▶ **EXERCISE REQUIREMENTS**
Copy every one of the entries below word for word, leaving out the pictures.

▶ **GIVEN ENTRIES**
....................
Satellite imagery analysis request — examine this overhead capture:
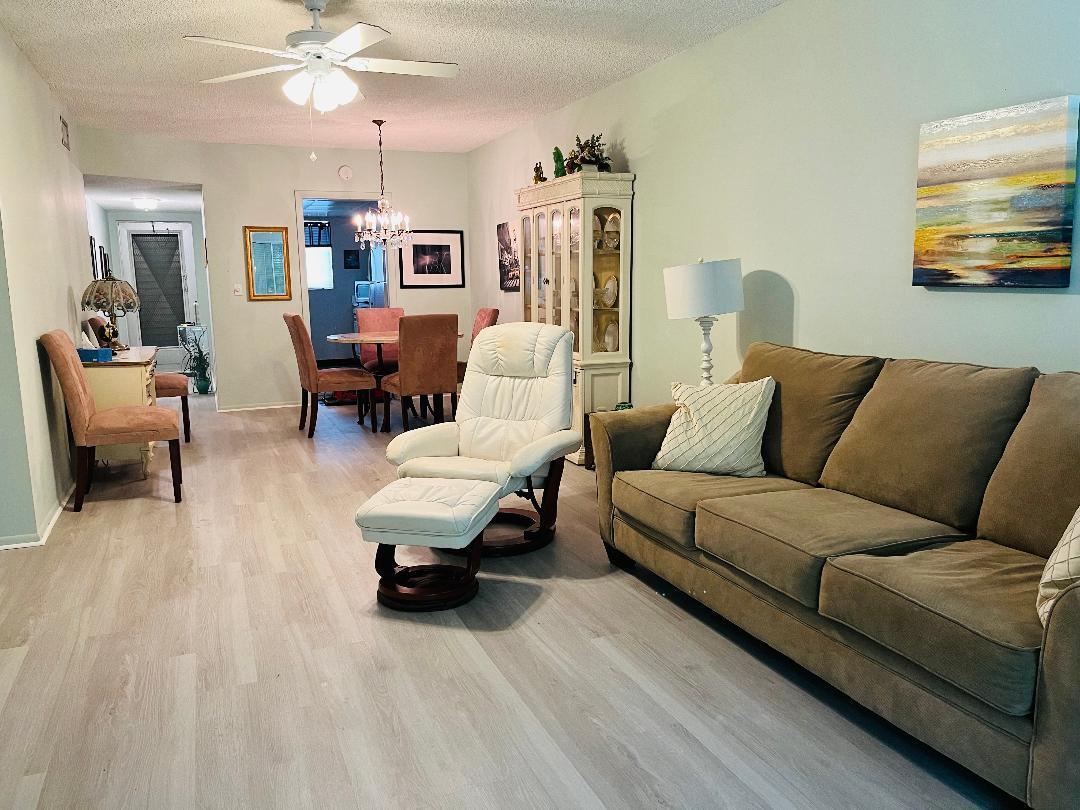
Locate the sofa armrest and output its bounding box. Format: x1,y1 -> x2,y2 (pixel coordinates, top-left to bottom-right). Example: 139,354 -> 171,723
1027,583 -> 1080,808
387,422 -> 458,467
589,403 -> 675,545
510,430 -> 581,478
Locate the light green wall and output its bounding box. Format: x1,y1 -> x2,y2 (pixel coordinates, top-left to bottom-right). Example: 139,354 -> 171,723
0,22 -> 90,535
469,0 -> 1080,404
0,212 -> 38,546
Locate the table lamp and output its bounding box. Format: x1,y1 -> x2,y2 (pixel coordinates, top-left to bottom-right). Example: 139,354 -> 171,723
664,259 -> 743,386
82,272 -> 139,352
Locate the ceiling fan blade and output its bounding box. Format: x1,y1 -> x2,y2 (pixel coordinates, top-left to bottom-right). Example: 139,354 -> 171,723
199,65 -> 303,84
345,56 -> 458,79
325,23 -> 390,59
184,36 -> 303,62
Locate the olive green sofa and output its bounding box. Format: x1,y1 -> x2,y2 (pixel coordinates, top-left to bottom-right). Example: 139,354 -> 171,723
591,343 -> 1080,808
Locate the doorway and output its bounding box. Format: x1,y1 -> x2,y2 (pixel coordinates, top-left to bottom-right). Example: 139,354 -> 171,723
300,197 -> 380,363
117,220 -> 199,370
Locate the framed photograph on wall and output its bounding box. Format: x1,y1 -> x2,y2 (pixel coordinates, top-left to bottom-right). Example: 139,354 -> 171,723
495,222 -> 522,293
397,231 -> 465,289
90,237 -> 102,281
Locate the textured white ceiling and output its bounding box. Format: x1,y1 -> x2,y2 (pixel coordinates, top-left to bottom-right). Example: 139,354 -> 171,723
0,0 -> 782,151
83,174 -> 202,211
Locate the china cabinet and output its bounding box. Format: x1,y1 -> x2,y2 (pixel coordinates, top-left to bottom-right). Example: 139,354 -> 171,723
517,166 -> 634,464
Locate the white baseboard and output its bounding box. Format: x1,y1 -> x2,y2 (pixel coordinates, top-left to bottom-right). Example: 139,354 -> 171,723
0,484 -> 75,551
217,401 -> 300,414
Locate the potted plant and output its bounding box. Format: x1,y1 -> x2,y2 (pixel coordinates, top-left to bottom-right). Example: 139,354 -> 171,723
184,337 -> 214,394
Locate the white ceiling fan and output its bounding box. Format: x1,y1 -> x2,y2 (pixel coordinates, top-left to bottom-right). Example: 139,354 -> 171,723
184,0 -> 458,112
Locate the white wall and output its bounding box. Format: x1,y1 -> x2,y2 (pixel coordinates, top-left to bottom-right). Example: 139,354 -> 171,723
469,0 -> 1080,405
0,23 -> 91,543
79,130 -> 471,409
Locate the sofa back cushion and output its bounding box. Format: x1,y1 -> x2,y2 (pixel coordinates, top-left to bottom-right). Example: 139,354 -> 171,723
739,343 -> 885,484
978,373 -> 1080,557
821,360 -> 1038,531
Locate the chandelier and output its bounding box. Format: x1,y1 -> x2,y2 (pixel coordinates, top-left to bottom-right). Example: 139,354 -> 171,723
352,119 -> 413,247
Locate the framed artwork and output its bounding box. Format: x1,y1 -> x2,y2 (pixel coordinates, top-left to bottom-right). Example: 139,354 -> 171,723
244,225 -> 293,301
495,222 -> 522,293
90,237 -> 102,281
397,231 -> 465,289
913,96 -> 1080,287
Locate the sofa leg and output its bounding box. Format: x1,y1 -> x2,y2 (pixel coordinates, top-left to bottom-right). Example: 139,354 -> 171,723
168,438 -> 184,503
604,543 -> 637,570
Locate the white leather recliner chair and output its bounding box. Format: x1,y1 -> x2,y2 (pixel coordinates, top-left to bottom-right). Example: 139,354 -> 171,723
387,323 -> 581,556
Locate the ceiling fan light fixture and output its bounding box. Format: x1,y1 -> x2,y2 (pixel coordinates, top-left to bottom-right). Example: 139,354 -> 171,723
281,70 -> 315,106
....................
▶ **RESPONSE**
Satellite imagery analysis request — examine this overhead capture:
Locate the sofa armrest and output its bounding box. Format: x1,y1 -> x2,y2 (pixel coordinates, top-left to bottom-right). Example: 139,354 -> 171,723
1027,583 -> 1080,808
387,422 -> 458,467
589,403 -> 675,545
510,430 -> 581,478
Locate the light green wall and output its bounding box. Format: x1,y1 -> x2,y2 (pixel coordinates, top-left to bottom-right). Example: 139,354 -> 171,723
0,22 -> 90,535
469,0 -> 1080,404
0,212 -> 38,546
Locate the table lamp and output its bounding box. Format: x1,y1 -> x2,y2 (pixel coordinates, top-left to bottom-right). Example: 139,354 -> 171,723
664,259 -> 743,386
82,272 -> 139,352
Locate the ceiling fan blade and output its bounding box. Format: x1,y1 -> x2,y2 (pixel coordinates, top-left to bottom-right). Example: 139,354 -> 171,723
199,65 -> 303,84
345,56 -> 458,79
325,23 -> 390,59
184,36 -> 303,62
Locate the olive green sofa and output its bounding box. Format: x1,y1 -> x2,y2 (pixel coordinates, top-left to bottom-right). Example: 139,354 -> 171,723
591,343 -> 1080,808
Locate the doorway and output its bounding box. Format: x1,y1 -> x2,y2 (pixel coordinates, top-left to bottom-right). Example: 139,354 -> 171,723
300,197 -> 380,363
117,220 -> 199,370
Locate the framed photograph on wall and output its bounding box. Format: x1,y1 -> x2,y2 (pixel coordinates, top-left to bottom-right). Example: 139,354 -> 171,723
495,222 -> 522,293
397,231 -> 465,289
90,237 -> 102,281
Locate the textured white ceiling and output its bounding box. Format: x1,y1 -> x2,y2 (pixel coordinates, top-left to bottom-right). Example: 139,354 -> 171,723
0,0 -> 782,151
83,174 -> 202,211
Locate the china cabinet and output its bounding box. Format: x1,y1 -> x2,y2 (pixel coordinates, top-left to bottom-right). Example: 139,354 -> 171,723
517,166 -> 634,464
Locate the white baseboard and output its bounding box. Format: x1,y1 -> x2,y2 (pixel coordinates, top-left to bottom-right). Example: 139,354 -> 171,723
0,484 -> 75,551
217,401 -> 300,414
Locate the potted plant and output its bounding box. Format: x1,y1 -> x2,y2 (pixel coordinates, top-left to bottom-right). Example: 139,354 -> 171,723
184,337 -> 214,394
Locate the white ceiling fan and output its bounding box. Format: x1,y1 -> x2,y2 (pixel coordinates, top-left to bottom-right). Example: 139,354 -> 171,723
184,0 -> 458,112
Locate the white wall and output its bounding box. Format: x1,y1 -> x2,y2 (pixel coordinates, top-left to bottom-right). Example: 139,354 -> 171,723
469,0 -> 1080,405
0,23 -> 91,543
79,130 -> 471,409
Locate the sofa back cushion and output its bounding box. Format: x1,y1 -> x2,y2 (pixel coordinates, top-left to bottom-right). Example: 139,354 -> 171,723
739,343 -> 885,484
978,373 -> 1080,557
821,360 -> 1038,531
Locate the chandelier and output its bounding box. Format: x1,y1 -> x2,y2 (pixel coordinates, top-left to bottom-right). Example: 139,354 -> 171,723
352,119 -> 413,247
Locate the framed artwork and output its bounding box. Format: x1,y1 -> x2,y2 (pixel coordinates, top-left to bottom-right). Example: 139,354 -> 171,723
244,225 -> 293,301
495,222 -> 522,293
90,237 -> 102,281
397,231 -> 465,289
913,96 -> 1080,287
Locate the sofa leg and output its bounding box. Format: x1,y1 -> x2,y2 (pixel coordinates, top-left to bottom-right). Example: 139,354 -> 171,723
168,438 -> 184,503
604,543 -> 637,570
Locate the white leather recliner chair and output its bounding box. Format: x1,y1 -> x2,y2 (pixel coordinates, top-left to bottom-right). Example: 139,354 -> 171,723
387,323 -> 581,556
Locate the ceiling fan light fixture and output its bounding box. Format: x1,y1 -> x2,y2 (pixel coordinates, top-left to bottom-right). Example: 139,354 -> 171,723
281,70 -> 315,106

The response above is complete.